(Items from a dataset)
________________

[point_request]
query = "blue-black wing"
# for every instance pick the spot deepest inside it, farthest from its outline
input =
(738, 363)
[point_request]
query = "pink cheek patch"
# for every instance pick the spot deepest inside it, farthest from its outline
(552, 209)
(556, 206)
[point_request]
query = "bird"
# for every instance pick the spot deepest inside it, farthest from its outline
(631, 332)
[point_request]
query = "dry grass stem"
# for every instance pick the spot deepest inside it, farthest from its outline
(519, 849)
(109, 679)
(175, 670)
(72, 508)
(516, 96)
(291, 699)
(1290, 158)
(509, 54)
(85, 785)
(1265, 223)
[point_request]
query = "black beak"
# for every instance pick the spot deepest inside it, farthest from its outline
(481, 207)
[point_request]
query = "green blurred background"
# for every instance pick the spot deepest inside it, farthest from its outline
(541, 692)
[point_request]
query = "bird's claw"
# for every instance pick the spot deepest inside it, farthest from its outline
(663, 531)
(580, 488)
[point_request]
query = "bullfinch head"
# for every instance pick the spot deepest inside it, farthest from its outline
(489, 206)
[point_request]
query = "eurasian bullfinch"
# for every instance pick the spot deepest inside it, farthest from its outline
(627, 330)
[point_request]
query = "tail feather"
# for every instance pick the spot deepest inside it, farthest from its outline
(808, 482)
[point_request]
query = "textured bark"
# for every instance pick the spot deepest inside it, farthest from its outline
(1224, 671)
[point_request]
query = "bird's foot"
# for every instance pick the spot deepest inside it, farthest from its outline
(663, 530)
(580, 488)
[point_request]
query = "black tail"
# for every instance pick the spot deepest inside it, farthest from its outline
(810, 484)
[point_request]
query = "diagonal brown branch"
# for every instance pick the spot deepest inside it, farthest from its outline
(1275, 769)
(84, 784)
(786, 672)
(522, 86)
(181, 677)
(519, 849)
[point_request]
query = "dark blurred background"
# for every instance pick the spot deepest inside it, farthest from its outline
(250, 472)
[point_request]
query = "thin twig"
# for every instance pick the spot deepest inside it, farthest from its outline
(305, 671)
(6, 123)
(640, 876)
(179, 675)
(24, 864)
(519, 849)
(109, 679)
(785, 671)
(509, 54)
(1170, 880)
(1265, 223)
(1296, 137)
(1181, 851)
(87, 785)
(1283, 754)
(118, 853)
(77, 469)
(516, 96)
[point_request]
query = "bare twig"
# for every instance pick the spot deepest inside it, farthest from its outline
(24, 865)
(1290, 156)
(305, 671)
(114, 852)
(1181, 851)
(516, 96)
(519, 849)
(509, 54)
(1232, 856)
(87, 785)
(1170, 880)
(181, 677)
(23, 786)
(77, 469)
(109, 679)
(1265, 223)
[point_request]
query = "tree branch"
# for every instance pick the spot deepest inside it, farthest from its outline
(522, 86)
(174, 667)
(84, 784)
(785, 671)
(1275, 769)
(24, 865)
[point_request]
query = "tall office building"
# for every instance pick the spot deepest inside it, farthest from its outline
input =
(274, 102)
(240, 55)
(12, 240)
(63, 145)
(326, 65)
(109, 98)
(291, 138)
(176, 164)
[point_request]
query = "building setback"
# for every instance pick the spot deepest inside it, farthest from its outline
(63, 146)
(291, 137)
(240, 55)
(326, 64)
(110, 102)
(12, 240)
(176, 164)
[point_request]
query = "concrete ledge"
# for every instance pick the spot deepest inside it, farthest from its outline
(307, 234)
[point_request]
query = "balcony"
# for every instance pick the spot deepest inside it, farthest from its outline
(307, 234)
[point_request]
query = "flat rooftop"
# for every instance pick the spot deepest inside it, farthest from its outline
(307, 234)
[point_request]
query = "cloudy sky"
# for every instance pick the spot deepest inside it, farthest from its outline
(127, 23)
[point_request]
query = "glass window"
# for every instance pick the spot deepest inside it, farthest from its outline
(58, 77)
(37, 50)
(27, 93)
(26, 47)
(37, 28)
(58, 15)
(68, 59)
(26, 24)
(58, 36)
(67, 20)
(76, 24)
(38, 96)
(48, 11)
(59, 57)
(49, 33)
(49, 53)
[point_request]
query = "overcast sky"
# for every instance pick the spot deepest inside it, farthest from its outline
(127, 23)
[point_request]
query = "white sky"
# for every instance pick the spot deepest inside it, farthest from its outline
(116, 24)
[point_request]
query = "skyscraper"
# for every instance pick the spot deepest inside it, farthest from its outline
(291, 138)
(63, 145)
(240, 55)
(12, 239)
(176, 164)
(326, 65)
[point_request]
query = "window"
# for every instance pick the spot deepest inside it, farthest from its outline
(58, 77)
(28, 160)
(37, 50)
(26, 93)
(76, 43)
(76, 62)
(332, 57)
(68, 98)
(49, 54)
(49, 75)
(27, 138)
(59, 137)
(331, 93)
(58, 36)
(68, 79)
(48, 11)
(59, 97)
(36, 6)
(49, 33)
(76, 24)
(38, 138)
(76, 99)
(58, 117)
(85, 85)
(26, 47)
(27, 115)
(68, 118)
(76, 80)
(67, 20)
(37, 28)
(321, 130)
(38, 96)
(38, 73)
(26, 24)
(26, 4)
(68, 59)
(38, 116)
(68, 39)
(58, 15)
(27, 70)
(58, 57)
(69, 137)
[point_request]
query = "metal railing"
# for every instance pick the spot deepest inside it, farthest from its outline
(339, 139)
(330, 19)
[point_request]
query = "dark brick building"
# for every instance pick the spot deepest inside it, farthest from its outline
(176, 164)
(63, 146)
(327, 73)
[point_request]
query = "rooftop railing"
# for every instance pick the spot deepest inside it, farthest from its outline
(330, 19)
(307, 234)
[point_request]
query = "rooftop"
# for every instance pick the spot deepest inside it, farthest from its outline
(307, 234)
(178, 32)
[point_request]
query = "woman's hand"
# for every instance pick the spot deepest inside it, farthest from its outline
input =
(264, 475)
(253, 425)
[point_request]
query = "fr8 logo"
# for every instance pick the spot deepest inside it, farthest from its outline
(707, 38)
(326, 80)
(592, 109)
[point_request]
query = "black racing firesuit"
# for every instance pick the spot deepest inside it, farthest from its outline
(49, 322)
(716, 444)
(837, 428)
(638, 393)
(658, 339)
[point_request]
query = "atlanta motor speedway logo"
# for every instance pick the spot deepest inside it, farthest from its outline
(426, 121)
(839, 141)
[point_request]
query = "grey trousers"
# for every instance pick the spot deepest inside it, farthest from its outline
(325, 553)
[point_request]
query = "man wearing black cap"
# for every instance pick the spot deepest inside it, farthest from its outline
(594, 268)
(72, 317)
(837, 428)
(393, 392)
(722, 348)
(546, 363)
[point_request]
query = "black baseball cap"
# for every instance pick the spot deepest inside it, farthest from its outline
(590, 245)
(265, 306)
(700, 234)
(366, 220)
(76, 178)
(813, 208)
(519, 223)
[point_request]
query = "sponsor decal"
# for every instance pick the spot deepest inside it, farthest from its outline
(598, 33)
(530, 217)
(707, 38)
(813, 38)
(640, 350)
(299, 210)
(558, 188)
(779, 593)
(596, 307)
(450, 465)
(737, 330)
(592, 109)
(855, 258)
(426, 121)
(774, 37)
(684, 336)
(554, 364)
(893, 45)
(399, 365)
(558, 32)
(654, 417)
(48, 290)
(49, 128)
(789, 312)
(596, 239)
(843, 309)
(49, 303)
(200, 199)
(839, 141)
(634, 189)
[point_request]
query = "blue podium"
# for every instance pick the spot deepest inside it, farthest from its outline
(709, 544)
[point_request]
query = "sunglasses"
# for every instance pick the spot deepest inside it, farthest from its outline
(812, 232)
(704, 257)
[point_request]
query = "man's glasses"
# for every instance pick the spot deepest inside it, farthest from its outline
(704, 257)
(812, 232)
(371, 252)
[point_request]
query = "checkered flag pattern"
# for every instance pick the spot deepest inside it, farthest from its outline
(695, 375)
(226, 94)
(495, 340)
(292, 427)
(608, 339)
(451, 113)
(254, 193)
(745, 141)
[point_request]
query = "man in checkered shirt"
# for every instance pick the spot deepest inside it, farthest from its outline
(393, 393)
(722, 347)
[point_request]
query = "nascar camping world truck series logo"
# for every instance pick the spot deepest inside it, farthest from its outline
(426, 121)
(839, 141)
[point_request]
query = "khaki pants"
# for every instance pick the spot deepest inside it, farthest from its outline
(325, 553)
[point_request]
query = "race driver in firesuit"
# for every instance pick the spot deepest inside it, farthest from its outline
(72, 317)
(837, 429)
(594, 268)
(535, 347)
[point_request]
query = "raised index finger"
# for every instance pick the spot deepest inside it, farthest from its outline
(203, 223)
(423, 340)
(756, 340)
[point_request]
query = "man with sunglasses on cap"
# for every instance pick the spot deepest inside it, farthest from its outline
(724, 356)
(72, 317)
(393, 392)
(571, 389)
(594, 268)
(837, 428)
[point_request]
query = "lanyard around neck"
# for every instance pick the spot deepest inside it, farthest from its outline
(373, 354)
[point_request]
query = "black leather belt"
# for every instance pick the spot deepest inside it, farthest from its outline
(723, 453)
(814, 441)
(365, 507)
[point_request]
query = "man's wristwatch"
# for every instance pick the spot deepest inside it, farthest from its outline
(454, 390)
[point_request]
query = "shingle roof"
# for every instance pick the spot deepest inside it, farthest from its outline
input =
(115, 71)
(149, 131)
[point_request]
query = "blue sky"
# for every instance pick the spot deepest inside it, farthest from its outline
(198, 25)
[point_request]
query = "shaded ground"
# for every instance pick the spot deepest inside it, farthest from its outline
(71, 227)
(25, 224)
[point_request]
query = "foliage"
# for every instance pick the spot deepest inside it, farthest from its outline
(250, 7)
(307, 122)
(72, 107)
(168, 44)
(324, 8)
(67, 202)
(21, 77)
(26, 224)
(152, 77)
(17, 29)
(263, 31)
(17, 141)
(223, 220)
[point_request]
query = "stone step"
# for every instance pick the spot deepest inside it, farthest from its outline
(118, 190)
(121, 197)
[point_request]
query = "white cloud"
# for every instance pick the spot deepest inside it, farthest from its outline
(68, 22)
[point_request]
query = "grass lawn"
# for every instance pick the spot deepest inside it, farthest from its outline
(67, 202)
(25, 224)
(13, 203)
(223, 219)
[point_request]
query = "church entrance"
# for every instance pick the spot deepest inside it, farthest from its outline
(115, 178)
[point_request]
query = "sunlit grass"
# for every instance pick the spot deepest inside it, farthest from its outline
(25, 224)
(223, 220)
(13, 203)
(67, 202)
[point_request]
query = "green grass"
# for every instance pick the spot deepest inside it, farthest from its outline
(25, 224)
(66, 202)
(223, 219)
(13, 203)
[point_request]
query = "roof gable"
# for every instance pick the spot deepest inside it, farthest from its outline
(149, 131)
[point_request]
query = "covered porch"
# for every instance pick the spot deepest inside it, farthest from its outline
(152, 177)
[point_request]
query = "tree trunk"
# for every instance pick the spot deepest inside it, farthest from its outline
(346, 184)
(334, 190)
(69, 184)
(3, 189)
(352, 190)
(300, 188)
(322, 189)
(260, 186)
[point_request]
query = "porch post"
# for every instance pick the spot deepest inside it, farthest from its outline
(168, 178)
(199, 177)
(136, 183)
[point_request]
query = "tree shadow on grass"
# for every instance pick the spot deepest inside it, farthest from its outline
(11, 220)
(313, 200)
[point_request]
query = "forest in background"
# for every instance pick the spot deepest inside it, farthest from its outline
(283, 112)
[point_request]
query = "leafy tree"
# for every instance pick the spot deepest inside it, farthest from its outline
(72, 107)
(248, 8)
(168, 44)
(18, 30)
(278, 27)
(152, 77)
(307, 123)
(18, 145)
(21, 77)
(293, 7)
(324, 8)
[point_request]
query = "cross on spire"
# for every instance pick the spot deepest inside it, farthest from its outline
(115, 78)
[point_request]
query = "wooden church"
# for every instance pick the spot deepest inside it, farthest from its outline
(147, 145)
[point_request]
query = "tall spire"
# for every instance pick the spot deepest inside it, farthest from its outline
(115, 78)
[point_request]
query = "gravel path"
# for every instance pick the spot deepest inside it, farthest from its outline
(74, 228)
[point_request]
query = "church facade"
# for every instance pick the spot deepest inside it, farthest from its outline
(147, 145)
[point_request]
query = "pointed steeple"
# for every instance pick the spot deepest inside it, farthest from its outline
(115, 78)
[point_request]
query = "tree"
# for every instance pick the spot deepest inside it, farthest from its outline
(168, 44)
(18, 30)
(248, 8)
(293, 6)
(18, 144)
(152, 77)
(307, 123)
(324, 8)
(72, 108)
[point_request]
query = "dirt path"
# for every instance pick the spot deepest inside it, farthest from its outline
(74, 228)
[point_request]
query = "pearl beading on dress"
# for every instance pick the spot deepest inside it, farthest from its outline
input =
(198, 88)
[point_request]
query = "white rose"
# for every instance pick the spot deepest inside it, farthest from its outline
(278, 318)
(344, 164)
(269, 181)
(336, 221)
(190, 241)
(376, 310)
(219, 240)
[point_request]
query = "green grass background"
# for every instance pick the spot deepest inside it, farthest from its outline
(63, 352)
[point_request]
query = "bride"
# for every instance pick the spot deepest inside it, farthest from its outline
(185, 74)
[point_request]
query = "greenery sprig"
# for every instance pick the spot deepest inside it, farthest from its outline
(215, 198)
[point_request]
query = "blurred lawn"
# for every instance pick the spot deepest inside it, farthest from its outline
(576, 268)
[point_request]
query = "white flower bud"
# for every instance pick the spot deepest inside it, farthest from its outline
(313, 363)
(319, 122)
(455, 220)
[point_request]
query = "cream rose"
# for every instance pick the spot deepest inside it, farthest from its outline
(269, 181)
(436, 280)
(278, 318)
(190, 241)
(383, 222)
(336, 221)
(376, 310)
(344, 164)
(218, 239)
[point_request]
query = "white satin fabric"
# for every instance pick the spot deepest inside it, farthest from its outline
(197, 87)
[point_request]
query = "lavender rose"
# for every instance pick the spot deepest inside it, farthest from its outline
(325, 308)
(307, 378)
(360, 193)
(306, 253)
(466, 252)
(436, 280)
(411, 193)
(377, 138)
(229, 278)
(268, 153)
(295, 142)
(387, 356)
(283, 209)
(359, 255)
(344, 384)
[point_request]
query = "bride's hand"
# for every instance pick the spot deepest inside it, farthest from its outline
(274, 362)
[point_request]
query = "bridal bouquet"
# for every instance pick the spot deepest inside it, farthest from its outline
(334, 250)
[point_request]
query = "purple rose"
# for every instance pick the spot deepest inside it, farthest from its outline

________________

■ Work instruction
Where the string "spire" occurs in the data, return the whole line.

■ Response
query = "cross on spire"
query = "tall spire"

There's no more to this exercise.